Filter the rows below, copying every one that contains the string "bottle". Case counts when matching.
------ RECORD LIST ------
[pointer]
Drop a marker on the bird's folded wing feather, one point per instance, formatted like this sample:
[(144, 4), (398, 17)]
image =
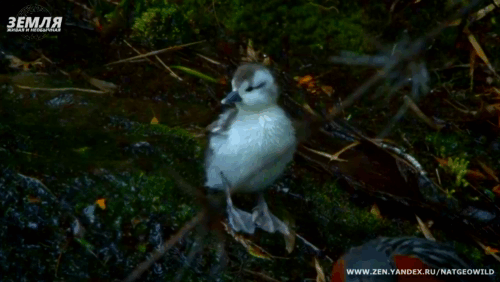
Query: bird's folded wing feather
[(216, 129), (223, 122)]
------
------ RECORD LIST ------
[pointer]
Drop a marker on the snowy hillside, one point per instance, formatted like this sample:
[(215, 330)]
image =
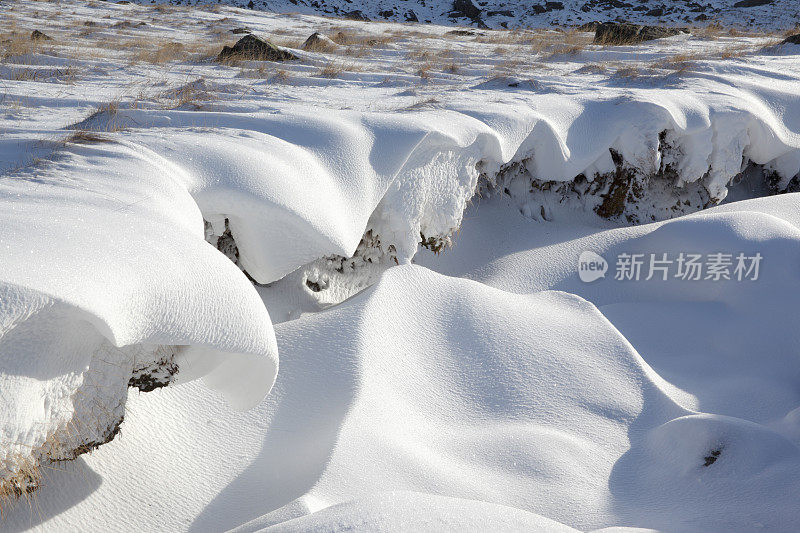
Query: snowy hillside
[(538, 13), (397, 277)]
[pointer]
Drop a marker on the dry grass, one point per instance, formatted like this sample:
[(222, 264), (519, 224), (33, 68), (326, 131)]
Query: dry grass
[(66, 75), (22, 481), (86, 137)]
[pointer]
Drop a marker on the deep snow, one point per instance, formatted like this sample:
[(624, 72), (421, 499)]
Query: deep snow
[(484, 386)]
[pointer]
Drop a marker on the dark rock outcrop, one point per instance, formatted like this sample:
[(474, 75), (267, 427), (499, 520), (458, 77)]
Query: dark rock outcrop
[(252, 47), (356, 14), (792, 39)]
------
------ RECORD LIST ------
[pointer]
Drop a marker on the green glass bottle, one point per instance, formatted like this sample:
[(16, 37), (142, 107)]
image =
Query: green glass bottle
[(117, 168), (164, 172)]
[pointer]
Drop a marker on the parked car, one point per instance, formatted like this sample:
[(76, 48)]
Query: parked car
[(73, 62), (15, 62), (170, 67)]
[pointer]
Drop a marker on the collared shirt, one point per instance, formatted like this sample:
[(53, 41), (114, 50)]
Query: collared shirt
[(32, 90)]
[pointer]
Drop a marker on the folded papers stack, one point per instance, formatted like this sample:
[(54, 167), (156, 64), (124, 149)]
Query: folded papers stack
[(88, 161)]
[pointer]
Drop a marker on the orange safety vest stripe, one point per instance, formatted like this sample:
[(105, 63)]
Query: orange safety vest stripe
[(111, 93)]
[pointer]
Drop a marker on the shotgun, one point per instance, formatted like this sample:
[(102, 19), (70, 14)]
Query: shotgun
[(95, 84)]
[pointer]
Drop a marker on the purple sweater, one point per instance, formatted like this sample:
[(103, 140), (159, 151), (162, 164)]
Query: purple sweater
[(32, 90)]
------
▶ **RESPONSE FOR THIS EXERCISE**
Drop a marker on the green glass bottle, one point per instance, formatted like this sample:
Query: green glass bottle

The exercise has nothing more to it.